---- Records

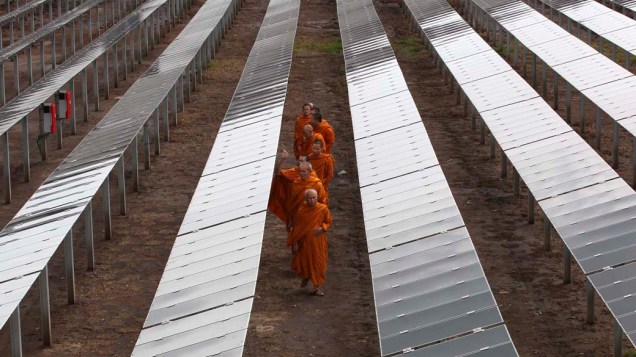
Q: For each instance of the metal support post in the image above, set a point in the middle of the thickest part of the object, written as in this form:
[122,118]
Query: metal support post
[26,160]
[135,163]
[108,227]
[589,294]
[146,146]
[567,265]
[547,228]
[88,236]
[6,168]
[45,308]
[16,333]
[615,145]
[69,267]
[121,180]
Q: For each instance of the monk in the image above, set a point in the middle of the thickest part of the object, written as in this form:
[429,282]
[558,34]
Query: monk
[322,163]
[302,146]
[309,242]
[322,127]
[281,182]
[303,119]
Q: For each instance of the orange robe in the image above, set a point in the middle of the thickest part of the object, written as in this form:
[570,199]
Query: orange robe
[326,130]
[303,145]
[301,121]
[282,190]
[311,260]
[323,165]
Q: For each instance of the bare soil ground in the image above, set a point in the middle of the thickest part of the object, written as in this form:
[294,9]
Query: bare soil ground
[286,320]
[544,316]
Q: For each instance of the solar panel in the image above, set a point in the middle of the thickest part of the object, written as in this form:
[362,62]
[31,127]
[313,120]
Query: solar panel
[31,237]
[428,283]
[204,299]
[583,198]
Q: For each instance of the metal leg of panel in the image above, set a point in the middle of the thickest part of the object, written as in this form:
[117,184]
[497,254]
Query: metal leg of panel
[106,77]
[85,93]
[504,164]
[547,228]
[156,129]
[567,265]
[96,85]
[555,84]
[589,294]
[121,180]
[166,123]
[135,163]
[568,102]
[597,128]
[45,307]
[146,146]
[6,168]
[615,145]
[16,333]
[618,339]
[530,207]
[69,267]
[26,160]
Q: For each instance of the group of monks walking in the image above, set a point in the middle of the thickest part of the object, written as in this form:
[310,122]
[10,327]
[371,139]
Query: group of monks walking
[300,196]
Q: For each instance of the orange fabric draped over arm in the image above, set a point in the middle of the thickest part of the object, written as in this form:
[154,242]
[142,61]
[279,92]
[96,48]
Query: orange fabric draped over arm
[311,260]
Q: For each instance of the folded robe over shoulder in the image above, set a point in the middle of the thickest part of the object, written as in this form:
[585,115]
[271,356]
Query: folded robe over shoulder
[311,260]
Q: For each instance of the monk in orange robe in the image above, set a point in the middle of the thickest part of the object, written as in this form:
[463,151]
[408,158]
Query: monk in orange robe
[303,119]
[281,182]
[309,241]
[303,145]
[322,127]
[322,163]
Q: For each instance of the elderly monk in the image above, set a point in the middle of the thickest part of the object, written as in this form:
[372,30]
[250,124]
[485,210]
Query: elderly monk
[322,163]
[309,241]
[303,119]
[302,146]
[281,182]
[322,127]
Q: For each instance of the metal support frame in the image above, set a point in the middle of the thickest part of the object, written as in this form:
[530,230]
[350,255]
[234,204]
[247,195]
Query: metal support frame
[121,182]
[69,267]
[6,168]
[45,307]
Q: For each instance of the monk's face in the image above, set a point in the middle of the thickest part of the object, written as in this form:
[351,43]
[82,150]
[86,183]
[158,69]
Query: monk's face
[304,172]
[308,130]
[316,149]
[312,198]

--------

Goal: Each record above should be copied character for character, with pictures dropped.

Output below:
Q: For each instance of the metal support post in the image above, set a point in the middle of the thickest part of the object, written as in this form:
[122,118]
Query: metal support post
[26,160]
[135,163]
[108,227]
[589,294]
[146,146]
[567,265]
[547,228]
[88,236]
[6,168]
[45,308]
[16,333]
[615,145]
[69,267]
[121,180]
Q: For each instance of the monk in the image above, set a point in the middle of the thickest part of the object, written as in this form:
[429,282]
[558,34]
Query: monk
[322,163]
[302,146]
[309,242]
[322,127]
[281,182]
[303,119]
Q: For each instance of the orange robe in the image above, set a point in the middle of the thickest part of the object, written as in this form:
[570,199]
Query: orange robe
[326,130]
[303,145]
[301,121]
[282,190]
[311,260]
[323,165]
Q: For each instance of the bare soil ground in the image above, set a point in the middle of the thickest part of the object, written as in this form:
[294,9]
Query: bare soil ground
[286,320]
[544,316]
Q: For each instance of the solar panel in the image above, set a point in the middle of the thickest part of the object, written as in this form:
[362,62]
[31,127]
[313,120]
Query: solar panel
[31,237]
[428,283]
[204,299]
[583,198]
Q: For each instance of the metal leg of panel in the image above, set a point in the middle of the thickest part of the object, written as in this form:
[117,184]
[497,254]
Query: metal leg of panel
[106,77]
[85,93]
[504,164]
[547,228]
[156,129]
[567,265]
[96,85]
[555,84]
[589,294]
[121,180]
[166,123]
[135,163]
[568,102]
[597,128]
[45,307]
[146,146]
[6,168]
[615,145]
[16,333]
[618,339]
[530,207]
[69,267]
[26,160]
Q: For each instance of the group of monks walking in the image above, set a point in the middle of the thickest part of the object, written as in this form:
[310,122]
[10,327]
[371,139]
Query: group of monks walking
[300,196]
Q: For each instance of the orange fabric draped over arm in the image above, set a point in the middle of the thickest part of the object, written as in this form:
[154,242]
[142,61]
[279,92]
[96,48]
Query: orange fabric draped over arm
[311,260]
Q: For each instance of the folded robe over shoulder in the image above, set a point in the middle of the thickest part of the object, written as in this form:
[585,115]
[271,356]
Query: folded robe over shoulder
[311,260]
Q: For each instance of the monk in orange robe in the image above, set a point in the middle of the thickest part of the object, written as in this form:
[463,151]
[408,158]
Query: monk in orange robe
[303,119]
[281,182]
[309,241]
[303,145]
[322,127]
[322,163]
Q: For each instance of the elderly monk in the image above, set a point in the middle of the thickest part of the object, written as in this form:
[372,30]
[250,124]
[485,210]
Query: elderly monk
[322,163]
[309,241]
[303,119]
[302,146]
[281,182]
[322,127]
Q: For each instance of the metal support frame in the image above, set a point in the middle of the thickest part of the object, written as in this form:
[530,230]
[350,255]
[234,204]
[247,195]
Query: metal support frame
[121,182]
[69,267]
[6,168]
[45,307]
Q: For each instance of the monk's face in the image above, set a point in the middle of the thickest part of the object, written as in this form:
[351,43]
[82,150]
[86,183]
[158,69]
Query: monk's face
[304,172]
[308,130]
[316,149]
[312,198]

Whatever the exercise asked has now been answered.